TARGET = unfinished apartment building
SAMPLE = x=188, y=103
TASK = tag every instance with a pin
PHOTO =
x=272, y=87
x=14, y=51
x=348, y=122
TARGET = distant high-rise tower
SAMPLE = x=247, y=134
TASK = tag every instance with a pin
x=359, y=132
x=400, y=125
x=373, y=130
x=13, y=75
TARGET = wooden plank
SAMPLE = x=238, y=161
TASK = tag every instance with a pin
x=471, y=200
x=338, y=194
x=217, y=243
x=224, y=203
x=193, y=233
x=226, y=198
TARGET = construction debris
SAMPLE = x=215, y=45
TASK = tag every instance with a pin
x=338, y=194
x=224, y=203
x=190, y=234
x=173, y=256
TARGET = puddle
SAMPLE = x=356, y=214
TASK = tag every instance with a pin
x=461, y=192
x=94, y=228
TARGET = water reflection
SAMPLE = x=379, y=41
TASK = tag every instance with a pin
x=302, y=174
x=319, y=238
————
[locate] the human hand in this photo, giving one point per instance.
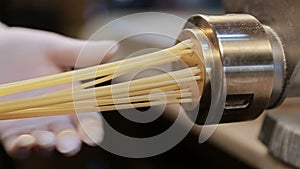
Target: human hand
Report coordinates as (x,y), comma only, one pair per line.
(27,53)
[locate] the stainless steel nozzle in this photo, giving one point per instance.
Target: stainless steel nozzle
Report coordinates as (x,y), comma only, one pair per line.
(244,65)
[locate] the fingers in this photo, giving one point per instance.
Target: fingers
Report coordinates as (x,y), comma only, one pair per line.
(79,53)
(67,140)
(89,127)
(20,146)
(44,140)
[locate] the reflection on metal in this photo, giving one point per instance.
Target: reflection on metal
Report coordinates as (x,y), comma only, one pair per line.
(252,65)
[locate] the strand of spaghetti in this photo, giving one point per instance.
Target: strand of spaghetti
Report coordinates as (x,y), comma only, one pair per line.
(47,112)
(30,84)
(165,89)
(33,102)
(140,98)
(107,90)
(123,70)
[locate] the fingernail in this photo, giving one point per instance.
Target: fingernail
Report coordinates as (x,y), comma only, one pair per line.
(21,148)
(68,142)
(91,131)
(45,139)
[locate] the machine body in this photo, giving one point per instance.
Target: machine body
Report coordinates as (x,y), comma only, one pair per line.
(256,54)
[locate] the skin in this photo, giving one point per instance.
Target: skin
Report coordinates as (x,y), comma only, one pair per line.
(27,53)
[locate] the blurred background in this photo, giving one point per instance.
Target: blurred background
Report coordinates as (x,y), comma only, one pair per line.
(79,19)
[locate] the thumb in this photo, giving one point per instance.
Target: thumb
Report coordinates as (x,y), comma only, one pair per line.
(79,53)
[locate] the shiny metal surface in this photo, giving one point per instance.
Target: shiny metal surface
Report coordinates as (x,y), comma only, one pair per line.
————
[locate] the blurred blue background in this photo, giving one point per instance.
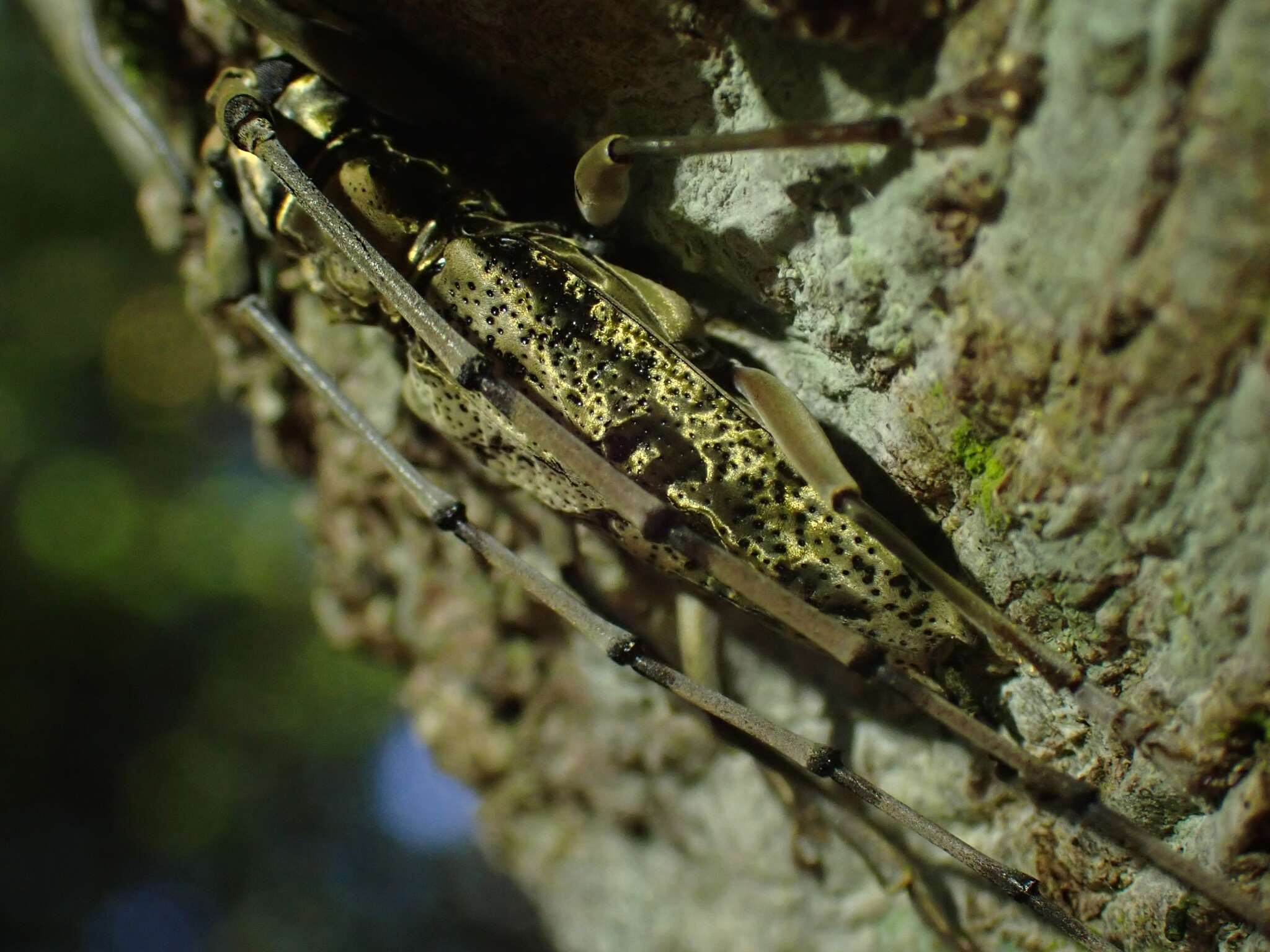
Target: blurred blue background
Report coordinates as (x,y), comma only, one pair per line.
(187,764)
————
Task to carry out — Within the material, how many lines hold the word "human"? Only the number is needed.

Finished exercise — 2